_TASK_
Nothing in the entries may be altered; copy them in full.
—————
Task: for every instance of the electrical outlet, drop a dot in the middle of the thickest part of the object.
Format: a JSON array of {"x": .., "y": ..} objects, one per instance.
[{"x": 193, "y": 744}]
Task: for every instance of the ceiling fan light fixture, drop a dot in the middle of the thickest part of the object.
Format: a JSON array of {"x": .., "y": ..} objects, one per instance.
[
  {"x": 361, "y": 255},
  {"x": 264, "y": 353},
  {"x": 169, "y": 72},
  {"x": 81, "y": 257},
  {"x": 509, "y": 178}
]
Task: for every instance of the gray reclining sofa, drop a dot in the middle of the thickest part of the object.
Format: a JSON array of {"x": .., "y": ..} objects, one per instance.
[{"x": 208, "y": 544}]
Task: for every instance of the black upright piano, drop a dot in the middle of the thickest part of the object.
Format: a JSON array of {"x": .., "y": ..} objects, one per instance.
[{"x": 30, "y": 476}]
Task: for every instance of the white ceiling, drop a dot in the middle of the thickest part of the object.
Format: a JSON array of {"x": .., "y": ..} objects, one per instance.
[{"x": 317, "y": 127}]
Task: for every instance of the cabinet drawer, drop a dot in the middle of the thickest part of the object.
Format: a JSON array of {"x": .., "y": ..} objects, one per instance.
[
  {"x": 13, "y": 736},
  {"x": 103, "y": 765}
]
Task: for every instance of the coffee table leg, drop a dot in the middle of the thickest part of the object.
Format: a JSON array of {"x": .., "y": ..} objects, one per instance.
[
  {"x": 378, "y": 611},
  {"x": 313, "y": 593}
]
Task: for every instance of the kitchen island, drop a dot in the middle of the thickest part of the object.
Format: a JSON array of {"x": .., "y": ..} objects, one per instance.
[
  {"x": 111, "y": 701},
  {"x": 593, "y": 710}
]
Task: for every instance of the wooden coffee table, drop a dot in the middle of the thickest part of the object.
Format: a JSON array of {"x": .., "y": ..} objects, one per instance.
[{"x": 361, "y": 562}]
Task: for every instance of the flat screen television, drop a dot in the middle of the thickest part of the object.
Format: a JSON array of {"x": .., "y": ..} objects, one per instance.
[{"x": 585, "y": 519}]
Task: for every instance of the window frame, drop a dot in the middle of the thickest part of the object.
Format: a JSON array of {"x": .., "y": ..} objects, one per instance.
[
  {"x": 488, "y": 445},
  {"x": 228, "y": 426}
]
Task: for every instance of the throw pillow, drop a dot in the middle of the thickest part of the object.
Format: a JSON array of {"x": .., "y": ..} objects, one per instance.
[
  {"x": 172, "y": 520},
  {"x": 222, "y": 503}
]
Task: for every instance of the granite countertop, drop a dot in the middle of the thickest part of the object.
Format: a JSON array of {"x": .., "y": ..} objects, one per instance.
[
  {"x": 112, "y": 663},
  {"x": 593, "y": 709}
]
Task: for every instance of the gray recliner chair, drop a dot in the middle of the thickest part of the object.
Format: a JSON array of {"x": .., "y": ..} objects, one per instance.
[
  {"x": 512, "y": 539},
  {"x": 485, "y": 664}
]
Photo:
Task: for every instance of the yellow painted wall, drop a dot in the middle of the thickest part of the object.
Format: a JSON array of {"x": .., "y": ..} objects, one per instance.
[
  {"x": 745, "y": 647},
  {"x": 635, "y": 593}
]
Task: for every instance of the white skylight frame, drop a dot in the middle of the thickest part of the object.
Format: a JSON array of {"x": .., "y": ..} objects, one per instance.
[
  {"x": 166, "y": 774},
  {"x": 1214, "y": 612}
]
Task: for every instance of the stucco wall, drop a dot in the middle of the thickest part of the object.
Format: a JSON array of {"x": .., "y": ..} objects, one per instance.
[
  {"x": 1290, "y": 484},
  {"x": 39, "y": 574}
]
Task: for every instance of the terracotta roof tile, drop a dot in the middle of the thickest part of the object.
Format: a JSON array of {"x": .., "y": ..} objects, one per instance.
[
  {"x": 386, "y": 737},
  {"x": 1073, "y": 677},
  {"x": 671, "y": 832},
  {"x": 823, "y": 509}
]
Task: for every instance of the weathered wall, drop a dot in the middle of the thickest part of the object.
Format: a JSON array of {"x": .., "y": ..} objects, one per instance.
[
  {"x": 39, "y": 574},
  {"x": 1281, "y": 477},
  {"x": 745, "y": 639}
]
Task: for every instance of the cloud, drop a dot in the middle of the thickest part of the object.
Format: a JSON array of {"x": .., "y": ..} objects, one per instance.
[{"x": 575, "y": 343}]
—————
_FINISHED EXERCISE_
Task: for every instance of the electrical outlet, drop a dot in the middle of the thickest part of the object.
Format: a JSON array of {"x": .., "y": ..} objects, one per instance.
[{"x": 193, "y": 744}]
Task: for every instance of the ceiling fan light fixture, drop a dot in the middle of the thickest part of the object.
Format: a JSON array of {"x": .., "y": ..} objects, one per instance.
[
  {"x": 361, "y": 255},
  {"x": 264, "y": 353},
  {"x": 169, "y": 72},
  {"x": 81, "y": 257},
  {"x": 509, "y": 178}
]
Task: for every instance of the gray reclining sofa, drop a dot in the middle of the thickest part of the object.
Format: a JSON array of {"x": .., "y": ..} objects, one per instance.
[{"x": 208, "y": 544}]
Task: for every instance of the black upright piano, drop a dot in the middle of the thickest part of the object.
Format: a JSON array of {"x": .., "y": ..} objects, one per instance.
[{"x": 30, "y": 476}]
Task: for every instance of the white ceiling, drop a dot in the middle of the thickest part of the object.
Format: a JSON array of {"x": .., "y": ..} objects, one per instance.
[{"x": 317, "y": 127}]
Task: for every instance of the cabinet drawer, drop a dot in the middle of the thickest part of the object.
Format: a JSON array of {"x": .., "y": ..} objects, one per instance.
[
  {"x": 13, "y": 736},
  {"x": 103, "y": 765}
]
Task: for every instance of the coffee table leg, drop a dot in the middle of the thickest part of the object.
Format: a JSON array of {"x": .., "y": ..} objects, one per instance.
[
  {"x": 378, "y": 611},
  {"x": 313, "y": 593}
]
Task: for every instance of the kitchen island, drop a dot in the middle of the thickest part of the object.
Format: a JSON array of {"x": .., "y": ..} objects, one per instance.
[
  {"x": 111, "y": 701},
  {"x": 593, "y": 710}
]
Task: for every instance of the wooden coffee table, drop a dot in the middle of the thickest part of the object.
Format: a JSON array of {"x": .., "y": ..} objects, one per instance.
[{"x": 361, "y": 562}]
Task: for every instance of the flat screen television, drop a dot in the middle of the thickest part of the object.
Format: a JSON array of {"x": .., "y": ..} objects, one per instance.
[{"x": 585, "y": 519}]
Task: for every instance of the window frame, drop a dot in the middle of the thickest part of the object.
Format: a JSON array of {"x": .., "y": ..} objects, one per instance.
[
  {"x": 488, "y": 445},
  {"x": 228, "y": 426}
]
Task: for every instance of the throw pillow, drop a dot in the middle of the thickest part of the object.
Format: a JSON array of {"x": .., "y": ..} objects, one per instance.
[
  {"x": 172, "y": 520},
  {"x": 222, "y": 503}
]
Task: for every instance of the granite countertop, drop a dot in the middle of the thickest part of the object.
Format: a JSON array of {"x": .., "y": ..} objects, one per instance.
[
  {"x": 112, "y": 663},
  {"x": 593, "y": 709}
]
Task: for every instance of the gray recliner chair, drop a dot in the middle of the thickest part of the object.
Format: a JSON array of {"x": .., "y": ..} objects, one per instance.
[
  {"x": 512, "y": 539},
  {"x": 485, "y": 664}
]
Photo:
Task: for every instance of the yellow painted wall, drop a dot in the middle of the thickest part of the object.
Format: a JSON array of {"x": .., "y": ..} objects, one per instance.
[
  {"x": 745, "y": 647},
  {"x": 635, "y": 593}
]
Task: for every instance of the white skylight frame, drop a dot in the middle of the thickest part of the object.
Format: a JSON array of {"x": .., "y": ..} objects, one per instance.
[
  {"x": 166, "y": 774},
  {"x": 1214, "y": 612}
]
Task: for every instance of the stucco wall, drop a dot in the middle of the thickest part of the object.
Format: a JSON array of {"x": .., "y": ..} objects, one per instance.
[
  {"x": 1290, "y": 484},
  {"x": 39, "y": 574}
]
Task: for every instance of the terracotta roof tile, drop a dot in the middle of the thickest part of the object.
Format: a JSON array of {"x": .., "y": ..} objects, one per instance.
[
  {"x": 386, "y": 737},
  {"x": 1073, "y": 677},
  {"x": 671, "y": 832},
  {"x": 823, "y": 509}
]
Task: for every instance of the weathered wall, drop a dot in the middle of the thickest part of the object.
Format: a JSON array of {"x": .., "y": ..} objects, one per instance.
[
  {"x": 39, "y": 574},
  {"x": 1281, "y": 477},
  {"x": 745, "y": 639}
]
Task: for every instance of the cloud, drop a dot in the middle of the thickest part of the object.
Format: a JSON array of {"x": .., "y": ..} objects, one per instance.
[{"x": 575, "y": 343}]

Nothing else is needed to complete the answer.